Return the line containing "Where can you spot the ear?" and all lines after it exactly; stop at the end of the material.

── THE DATA

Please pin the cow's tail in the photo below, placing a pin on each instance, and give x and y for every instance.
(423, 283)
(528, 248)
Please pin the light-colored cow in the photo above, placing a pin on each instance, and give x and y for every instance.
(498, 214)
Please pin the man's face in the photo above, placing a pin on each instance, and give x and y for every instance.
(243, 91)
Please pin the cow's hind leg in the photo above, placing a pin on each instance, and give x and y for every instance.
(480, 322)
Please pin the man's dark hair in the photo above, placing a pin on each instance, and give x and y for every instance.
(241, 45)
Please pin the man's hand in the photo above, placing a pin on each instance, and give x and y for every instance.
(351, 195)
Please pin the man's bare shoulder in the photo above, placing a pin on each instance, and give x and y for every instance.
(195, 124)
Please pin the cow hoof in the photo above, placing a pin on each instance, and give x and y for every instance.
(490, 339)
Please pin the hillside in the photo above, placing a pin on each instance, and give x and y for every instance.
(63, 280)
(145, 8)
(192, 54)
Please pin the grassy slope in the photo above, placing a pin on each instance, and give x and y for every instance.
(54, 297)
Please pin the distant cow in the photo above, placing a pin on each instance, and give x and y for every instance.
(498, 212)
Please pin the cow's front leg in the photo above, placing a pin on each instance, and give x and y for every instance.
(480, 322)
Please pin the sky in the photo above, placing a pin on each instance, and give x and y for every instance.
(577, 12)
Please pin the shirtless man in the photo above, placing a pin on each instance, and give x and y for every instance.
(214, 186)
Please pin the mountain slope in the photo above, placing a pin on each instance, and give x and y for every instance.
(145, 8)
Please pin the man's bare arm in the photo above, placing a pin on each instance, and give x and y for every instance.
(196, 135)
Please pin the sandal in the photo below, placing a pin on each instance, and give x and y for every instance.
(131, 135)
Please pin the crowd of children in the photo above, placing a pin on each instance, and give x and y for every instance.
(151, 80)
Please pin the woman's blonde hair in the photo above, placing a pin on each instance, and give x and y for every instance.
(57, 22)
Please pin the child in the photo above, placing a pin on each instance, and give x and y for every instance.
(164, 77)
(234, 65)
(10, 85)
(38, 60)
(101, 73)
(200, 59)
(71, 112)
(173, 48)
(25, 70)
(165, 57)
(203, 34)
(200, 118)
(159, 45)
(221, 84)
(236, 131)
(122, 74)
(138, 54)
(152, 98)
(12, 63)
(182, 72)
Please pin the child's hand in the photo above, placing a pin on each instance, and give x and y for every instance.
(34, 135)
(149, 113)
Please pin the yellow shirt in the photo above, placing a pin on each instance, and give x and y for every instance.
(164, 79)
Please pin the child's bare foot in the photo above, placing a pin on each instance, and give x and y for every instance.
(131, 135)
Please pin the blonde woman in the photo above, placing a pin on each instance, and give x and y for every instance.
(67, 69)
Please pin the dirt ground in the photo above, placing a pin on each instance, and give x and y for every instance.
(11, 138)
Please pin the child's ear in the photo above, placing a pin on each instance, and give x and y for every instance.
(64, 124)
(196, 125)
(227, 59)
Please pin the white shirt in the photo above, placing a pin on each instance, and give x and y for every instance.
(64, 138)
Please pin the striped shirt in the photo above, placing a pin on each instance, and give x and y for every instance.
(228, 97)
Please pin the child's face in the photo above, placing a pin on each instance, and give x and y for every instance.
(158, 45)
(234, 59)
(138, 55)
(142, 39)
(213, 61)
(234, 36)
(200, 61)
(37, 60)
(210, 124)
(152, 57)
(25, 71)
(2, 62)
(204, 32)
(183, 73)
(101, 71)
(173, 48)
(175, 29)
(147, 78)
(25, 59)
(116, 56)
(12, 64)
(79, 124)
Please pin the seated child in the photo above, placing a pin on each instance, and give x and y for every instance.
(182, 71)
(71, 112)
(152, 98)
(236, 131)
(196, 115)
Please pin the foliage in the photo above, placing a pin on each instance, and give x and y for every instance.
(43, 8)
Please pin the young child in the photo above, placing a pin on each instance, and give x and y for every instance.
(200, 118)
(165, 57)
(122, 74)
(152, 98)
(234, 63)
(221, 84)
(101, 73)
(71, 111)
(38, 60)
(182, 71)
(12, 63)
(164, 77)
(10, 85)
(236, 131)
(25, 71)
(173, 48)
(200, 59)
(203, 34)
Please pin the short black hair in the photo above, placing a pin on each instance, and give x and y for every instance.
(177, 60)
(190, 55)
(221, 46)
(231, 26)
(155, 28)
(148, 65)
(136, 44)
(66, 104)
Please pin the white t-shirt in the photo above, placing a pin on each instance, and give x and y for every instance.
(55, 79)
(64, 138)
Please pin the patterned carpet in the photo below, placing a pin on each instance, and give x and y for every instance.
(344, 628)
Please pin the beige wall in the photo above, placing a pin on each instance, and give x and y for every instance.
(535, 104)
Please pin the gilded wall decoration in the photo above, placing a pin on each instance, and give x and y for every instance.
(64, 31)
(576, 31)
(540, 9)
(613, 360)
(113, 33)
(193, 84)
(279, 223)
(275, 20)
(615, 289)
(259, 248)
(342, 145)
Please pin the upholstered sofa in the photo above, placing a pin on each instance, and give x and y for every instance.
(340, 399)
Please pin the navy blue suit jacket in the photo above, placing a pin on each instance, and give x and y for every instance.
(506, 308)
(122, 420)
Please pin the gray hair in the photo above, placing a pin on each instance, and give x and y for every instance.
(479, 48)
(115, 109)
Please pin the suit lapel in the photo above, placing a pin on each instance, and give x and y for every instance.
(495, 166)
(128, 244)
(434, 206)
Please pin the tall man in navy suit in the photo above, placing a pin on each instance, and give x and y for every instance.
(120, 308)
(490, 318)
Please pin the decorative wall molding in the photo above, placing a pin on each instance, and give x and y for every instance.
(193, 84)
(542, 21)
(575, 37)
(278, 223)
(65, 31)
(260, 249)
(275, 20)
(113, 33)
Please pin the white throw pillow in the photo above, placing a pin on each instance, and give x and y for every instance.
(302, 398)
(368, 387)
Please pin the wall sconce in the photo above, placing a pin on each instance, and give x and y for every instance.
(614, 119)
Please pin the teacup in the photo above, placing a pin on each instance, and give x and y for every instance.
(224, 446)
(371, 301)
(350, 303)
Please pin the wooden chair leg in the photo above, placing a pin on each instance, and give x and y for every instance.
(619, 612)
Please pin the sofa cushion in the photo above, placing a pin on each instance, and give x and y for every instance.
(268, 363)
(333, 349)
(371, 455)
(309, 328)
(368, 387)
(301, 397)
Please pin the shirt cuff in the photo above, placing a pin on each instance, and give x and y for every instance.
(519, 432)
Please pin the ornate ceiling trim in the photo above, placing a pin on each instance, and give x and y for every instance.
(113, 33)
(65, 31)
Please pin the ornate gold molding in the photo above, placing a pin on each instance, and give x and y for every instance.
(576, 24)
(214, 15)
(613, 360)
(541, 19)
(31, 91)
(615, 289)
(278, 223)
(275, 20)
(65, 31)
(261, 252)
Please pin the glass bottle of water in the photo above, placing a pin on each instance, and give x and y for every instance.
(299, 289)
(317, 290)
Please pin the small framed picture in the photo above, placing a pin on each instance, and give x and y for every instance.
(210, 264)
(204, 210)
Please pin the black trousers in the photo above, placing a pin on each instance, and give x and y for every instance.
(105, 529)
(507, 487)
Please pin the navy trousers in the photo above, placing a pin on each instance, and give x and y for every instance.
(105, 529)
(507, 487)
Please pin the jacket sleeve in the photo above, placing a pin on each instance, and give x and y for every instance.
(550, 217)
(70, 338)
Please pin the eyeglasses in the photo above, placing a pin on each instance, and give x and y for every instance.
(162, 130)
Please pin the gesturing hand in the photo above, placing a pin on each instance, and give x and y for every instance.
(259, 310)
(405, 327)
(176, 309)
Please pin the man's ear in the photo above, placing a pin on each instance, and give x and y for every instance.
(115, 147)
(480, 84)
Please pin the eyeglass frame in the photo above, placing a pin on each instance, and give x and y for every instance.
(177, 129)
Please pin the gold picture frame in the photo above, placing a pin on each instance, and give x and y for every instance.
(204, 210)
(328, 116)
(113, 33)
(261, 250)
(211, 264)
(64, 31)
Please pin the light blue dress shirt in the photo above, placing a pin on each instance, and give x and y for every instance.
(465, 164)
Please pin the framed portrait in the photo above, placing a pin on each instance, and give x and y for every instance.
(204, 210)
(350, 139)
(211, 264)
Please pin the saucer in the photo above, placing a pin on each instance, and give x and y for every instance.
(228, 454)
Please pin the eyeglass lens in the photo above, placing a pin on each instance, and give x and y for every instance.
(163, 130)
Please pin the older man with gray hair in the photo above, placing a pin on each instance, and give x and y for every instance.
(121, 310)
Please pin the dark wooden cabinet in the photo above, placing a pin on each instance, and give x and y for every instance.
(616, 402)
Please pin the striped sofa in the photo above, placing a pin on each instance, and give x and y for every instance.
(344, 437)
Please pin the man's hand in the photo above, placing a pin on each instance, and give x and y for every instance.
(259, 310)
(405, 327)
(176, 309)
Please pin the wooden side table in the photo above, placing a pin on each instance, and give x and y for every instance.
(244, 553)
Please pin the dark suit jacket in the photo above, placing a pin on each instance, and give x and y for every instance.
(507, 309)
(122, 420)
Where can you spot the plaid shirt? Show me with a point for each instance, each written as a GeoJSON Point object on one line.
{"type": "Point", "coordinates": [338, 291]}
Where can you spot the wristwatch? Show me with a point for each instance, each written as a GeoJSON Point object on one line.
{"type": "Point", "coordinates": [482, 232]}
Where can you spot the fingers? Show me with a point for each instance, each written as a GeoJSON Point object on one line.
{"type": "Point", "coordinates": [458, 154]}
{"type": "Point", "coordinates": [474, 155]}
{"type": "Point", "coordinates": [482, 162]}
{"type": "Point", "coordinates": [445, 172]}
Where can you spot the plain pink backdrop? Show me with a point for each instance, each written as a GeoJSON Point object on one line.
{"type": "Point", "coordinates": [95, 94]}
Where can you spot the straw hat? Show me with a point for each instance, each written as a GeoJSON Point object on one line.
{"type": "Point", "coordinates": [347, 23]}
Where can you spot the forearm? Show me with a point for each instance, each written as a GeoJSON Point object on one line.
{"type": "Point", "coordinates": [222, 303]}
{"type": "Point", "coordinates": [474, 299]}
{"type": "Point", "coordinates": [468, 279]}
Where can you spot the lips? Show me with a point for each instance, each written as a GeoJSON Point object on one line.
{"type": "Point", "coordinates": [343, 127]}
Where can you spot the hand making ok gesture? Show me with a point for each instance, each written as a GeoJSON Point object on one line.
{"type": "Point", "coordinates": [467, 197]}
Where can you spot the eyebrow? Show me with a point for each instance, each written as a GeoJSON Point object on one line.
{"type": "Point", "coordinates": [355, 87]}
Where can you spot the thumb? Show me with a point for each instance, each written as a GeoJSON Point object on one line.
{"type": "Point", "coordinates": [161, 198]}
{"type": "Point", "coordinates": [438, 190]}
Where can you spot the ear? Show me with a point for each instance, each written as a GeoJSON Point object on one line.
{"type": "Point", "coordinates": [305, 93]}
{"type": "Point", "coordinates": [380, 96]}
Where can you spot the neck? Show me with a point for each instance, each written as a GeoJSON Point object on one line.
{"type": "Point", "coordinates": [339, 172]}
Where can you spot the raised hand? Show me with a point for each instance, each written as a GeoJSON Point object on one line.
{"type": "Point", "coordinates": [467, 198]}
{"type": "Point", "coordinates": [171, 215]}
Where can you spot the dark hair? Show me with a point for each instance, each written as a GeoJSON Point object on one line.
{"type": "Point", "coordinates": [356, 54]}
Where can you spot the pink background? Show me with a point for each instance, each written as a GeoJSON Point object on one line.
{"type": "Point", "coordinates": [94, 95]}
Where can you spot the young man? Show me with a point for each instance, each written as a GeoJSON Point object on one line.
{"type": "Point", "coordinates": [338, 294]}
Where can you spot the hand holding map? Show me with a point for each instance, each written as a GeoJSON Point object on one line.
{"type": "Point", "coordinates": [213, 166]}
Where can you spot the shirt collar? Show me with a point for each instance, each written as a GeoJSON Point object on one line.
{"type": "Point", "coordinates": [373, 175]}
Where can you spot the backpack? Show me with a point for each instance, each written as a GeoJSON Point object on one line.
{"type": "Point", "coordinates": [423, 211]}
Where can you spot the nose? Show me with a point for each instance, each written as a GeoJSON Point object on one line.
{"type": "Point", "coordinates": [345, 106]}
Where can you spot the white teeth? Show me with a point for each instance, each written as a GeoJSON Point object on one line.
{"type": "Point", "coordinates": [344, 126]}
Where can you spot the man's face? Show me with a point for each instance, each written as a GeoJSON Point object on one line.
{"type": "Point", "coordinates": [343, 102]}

────

RESPONSE TO THE EXERCISE:
Where can you spot the ear? Show me with a point for each instance, each written as a GeoJSON Point object on one line.
{"type": "Point", "coordinates": [305, 93]}
{"type": "Point", "coordinates": [380, 96]}
Where can you spot the neck? Show me with a point for each instance, each written as a GeoJSON Point object on one line.
{"type": "Point", "coordinates": [339, 172]}
Where can you spot the raised hand? Show me with a point for each instance, each written as a GeoJSON Point object on one line.
{"type": "Point", "coordinates": [467, 198]}
{"type": "Point", "coordinates": [171, 215]}
Where can you spot the dark hair? Show me with a point for each instance, each written as a GeoJSON Point object on one line.
{"type": "Point", "coordinates": [356, 54]}
Where can you spot the pink background? Show me with a point for each instance, each written as a GeoJSON Point object on one line.
{"type": "Point", "coordinates": [94, 95]}
Where can you spot the young man? Show me with a point for each instance, each written as a GeoJSON Point object on one line.
{"type": "Point", "coordinates": [338, 294]}
Where can you spot the hand holding map? Show me with a point for each instance, each written as a GeoJSON Point object on one line.
{"type": "Point", "coordinates": [213, 166]}
Where can you spot the shirt collar? Show me with a point for each instance, each written as a GeoJSON Point object on one line.
{"type": "Point", "coordinates": [373, 175]}
Where can you spot the backpack? Show me with a point for each instance, each written as a GeoJSON Point object on one line.
{"type": "Point", "coordinates": [423, 211]}
Where can you spot the nose? Show me with a point for each instance, each written as a GeoJSON Point object on one line.
{"type": "Point", "coordinates": [345, 106]}
Where can you spot the white teeth? Show me with a point for each instance, each written as a GeoJSON Point object on one line.
{"type": "Point", "coordinates": [344, 126]}
Where can you spot the man's face? Show me with a point for each instance, each written as a GeoJSON Point object on one line.
{"type": "Point", "coordinates": [343, 102]}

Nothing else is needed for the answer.